With every mark kept, transcribe all of the records.

■ **Input material**
%%

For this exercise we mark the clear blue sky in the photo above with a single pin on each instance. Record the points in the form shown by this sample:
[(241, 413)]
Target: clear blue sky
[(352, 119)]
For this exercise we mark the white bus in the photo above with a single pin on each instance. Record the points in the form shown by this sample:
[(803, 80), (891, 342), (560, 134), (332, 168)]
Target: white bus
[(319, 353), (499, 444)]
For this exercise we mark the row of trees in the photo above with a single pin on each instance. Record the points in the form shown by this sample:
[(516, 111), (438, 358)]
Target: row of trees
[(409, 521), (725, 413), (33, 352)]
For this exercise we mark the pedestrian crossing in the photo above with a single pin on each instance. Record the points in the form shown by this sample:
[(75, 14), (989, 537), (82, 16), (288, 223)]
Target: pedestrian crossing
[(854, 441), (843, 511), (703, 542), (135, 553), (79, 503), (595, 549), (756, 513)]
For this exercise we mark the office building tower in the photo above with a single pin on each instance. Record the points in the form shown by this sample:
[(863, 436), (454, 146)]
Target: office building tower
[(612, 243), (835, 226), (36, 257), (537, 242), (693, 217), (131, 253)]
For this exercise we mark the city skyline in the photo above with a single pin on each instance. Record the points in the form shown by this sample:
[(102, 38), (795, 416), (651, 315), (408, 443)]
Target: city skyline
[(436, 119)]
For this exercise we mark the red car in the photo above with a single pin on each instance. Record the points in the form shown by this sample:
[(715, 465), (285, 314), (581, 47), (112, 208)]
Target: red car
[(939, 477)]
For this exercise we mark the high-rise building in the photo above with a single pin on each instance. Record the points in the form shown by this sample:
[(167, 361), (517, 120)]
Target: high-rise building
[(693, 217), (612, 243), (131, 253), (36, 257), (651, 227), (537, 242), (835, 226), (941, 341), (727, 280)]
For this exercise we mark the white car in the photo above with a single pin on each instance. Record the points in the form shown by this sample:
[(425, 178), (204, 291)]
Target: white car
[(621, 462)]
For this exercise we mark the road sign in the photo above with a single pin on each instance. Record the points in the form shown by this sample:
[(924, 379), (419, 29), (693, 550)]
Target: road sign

%%

■ **Response area**
For this exercise we mark the clear blue sky in the photo above with a single pin on each instance. Record the points in the form shown by this sample:
[(241, 413)]
Target: clear blue sky
[(352, 119)]
For this exercise we mark the white bus in the photo above with a single pin on each instance. Record the points in the form shown by this sample:
[(803, 80), (891, 342), (560, 134), (332, 168)]
Target: white bus
[(319, 353), (499, 444)]
For this exercise we mark the row of trees in the photo above with a single pin on each instance. Record the points in the form shown by this sample:
[(516, 111), (438, 358)]
Target: row of trees
[(409, 521), (725, 413), (33, 352)]
For this exercise we mark the pedestrian crossing in the photo above with a single pin on each instance. Record the points in the form shown by this sample:
[(75, 14), (989, 537), (82, 16), (288, 223)]
Target: pedestrian crossing
[(854, 441), (843, 511), (703, 542), (135, 553), (79, 503), (595, 549), (756, 513)]
For this exercise we mark the office building tower in the photo above with a single pin on each instance. Record the points in the form shown by this sample:
[(863, 436), (454, 146)]
Target: office building tower
[(612, 243), (835, 226), (36, 257), (537, 242), (693, 217), (131, 253)]
For this exercise we mark the city skyline in the photo above with a single pin on each instance. Record the points in the form shown by this sample:
[(102, 38), (795, 416), (651, 315), (408, 443)]
Target: city skyline
[(436, 119)]
For this exercise we mark the red car in the photo above with a single pin on each instance. Record the points in the form shown by this sample:
[(715, 465), (285, 314), (581, 47), (112, 208)]
Target: red car
[(939, 477)]
For this exercise we mark the high-rise building in the photo above with a single pin on each instance. Record the points in the form shown by this sample:
[(167, 361), (517, 120)]
Target: high-rise building
[(693, 217), (612, 243), (131, 253), (36, 257), (651, 227), (537, 242), (835, 226), (941, 341), (727, 280)]
For this exercise we mark the white car in the photo above with a single pin on each instance. Record the points in the form shown by this sample:
[(425, 178), (204, 291)]
Target: white car
[(621, 462)]
For this exercise we mark the road sign in the photo above with a single pin on each instance. Record the points in the form shown by this sample:
[(924, 379), (419, 29), (693, 550)]
Target: road sign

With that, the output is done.